--- Start of Page extract ---
What is it that Hungary can do for SMEs?
In Hungary, 99.8% of the undertakings qualify as SMEs. This blog post addresses the issue of whether these companies may be fined under the GDPR for first time violations. It also addresses the interesting issue of whether the GDPR allows Member States to adopt laws providing that no fine may be imposed on SMEs for first time violations.
1. What does the GDPR contain concerning SMEs?
The GDPR contains a few provisions concerning SMEs and refers to such entities in relation to the records of processing activities and, respectively, sector-specific codes of conduct and certification mechanisms. Furthermore, Preamble (13) of the GDPR says that “the Union institutions and bodies, and Member States and their supervisory authorities, are encouraged to take account of the specific needs of micro, small and medium-sized enterprises” in the application of the GDPR.
Preamble (167) stresses that “the Commission should consider specific measures for micro, small and medium-sized enterprises.”
2. Which entities qualify as SMEs?
The notion of SMEs includes micro, small and medium-sized enterprises.
An entity qualifies as a medium-sized enterprise if
- the total number of its employees is less than 250 and
- its annual net turnover is the HUF equivalent of the maximum of EUR 50 million (about HUF 16 billion) or the profit per balance sheet amount is the HUF equivalent of the maximum of EUR 43 million.
An entity qualifies as a small-sized enterprise if
- the total number of its employees is less than 50 and
- its annual net turnover is the HUF equivalent of the maximum of EUR 10 million (about HUF 3.2 billion).
An entity qualifies as a micro enterprise if
- the total number of its employees is less than 10 and
- its annual net turnover is the HUF equivalent of the maximum of EUR 2 million (about HUF 640 million).
Based on the above, it is plain to see that even a small-sized enterprise can be of a considerable size and can have high revenue, not to mention medium-sized enterprises which can have a considerable workforce and turnover.
Based on statistics from last September,
(i) 99.8% of the market players qualify as SMEs in Hungary and there are only a few hundred companies which are larger than a medium-sized enterprise. The ratio is about the same also on an EU level;
(ii) about 70% of the employees are employed by SMEs and 30% by larger companies. The ratio is about the same also on an EU level (67%-33%);
(iii) SMEs produce about 52.5% of the GDP, whereas the percentage is 47.5% in case of larger companies. Again, the numbers on an EU level are no materially different (57.5%-42.5%).
3. What does the Hungarian SME Act say concerning first time violations and fines?
Hungarian supervisory authorities have to issue a warning instead of a fine in case of first time violations by SMEs. There is, however, no possibility to escape a fine if, for example,
a) the violation hurts or endangers human life, body or health;
b) the violation has caused environmental damage;
c) provisions serving the protection of minors have been infringed or
d) the rights of vulnerable people have been infringed.
4. Is the provision of the Hungarian SME Act in compliance with the GDPR?
It is an interesting and important question whether the provision of the SME Act as cited above in Section 3 is in compliance with the GDPR or if it (or a part of it) violates the Regulation.
(a) According to one of the interpretations, the provision of the SME Act as cited above is not in compliance with the GDPR for the following reasons.
--- End of Page extract ---
- What you will do
1. According to the GDPR blog post, why can even a small-sized enterprise be of considerable size? Answer in one to three sentences.
2. Repeat the passage of the GDPR blog post between "Based on statistics" and "violations and fines?", inclusive.
The records that come next are not needed for any of this work.
--- Start of Items ---
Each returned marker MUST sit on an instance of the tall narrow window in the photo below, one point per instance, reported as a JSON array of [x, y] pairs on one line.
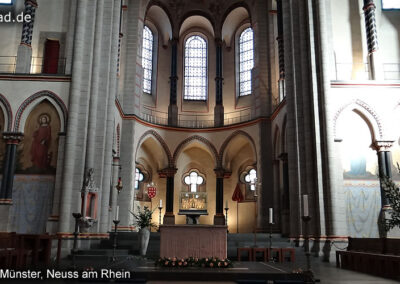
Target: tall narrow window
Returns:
[[246, 61], [147, 59], [193, 180], [138, 178], [195, 69]]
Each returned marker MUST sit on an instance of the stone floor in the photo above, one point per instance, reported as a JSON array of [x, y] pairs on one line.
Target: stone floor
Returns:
[[325, 272]]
--- End of Items ---
- Responses to the exercise
1. The size limits explain it. A small-sized enterprise may have up to 49 employees and an annual net turnover of up to the HUF equivalent of EUR 10 million (about HUF 3.2 billion), so it can have high revenue. A medium-sized enterprise may have up to 249 employees and a turnover of up to EUR 50 million.

2.
Based on statistics from last September,
(i) 99.8% of the market players qualify as SMEs in Hungary and there are only a few hundred companies which are larger than a medium-sized enterprise. The ratio is about the same also on an EU level;
(ii) about 70% of the employees are employed by SMEs and 30% by larger companies. The ratio is about the same also on an EU level (67%-33%);
(iii) SMEs produce about 52.5% of the GDP, whereas the percentage is 47.5% in case of larger companies. Again, the numbers on an EU level are no materially different (57.5%-42.5%).
3. What does the Hungarian SME Act say concerning first time violations and fines?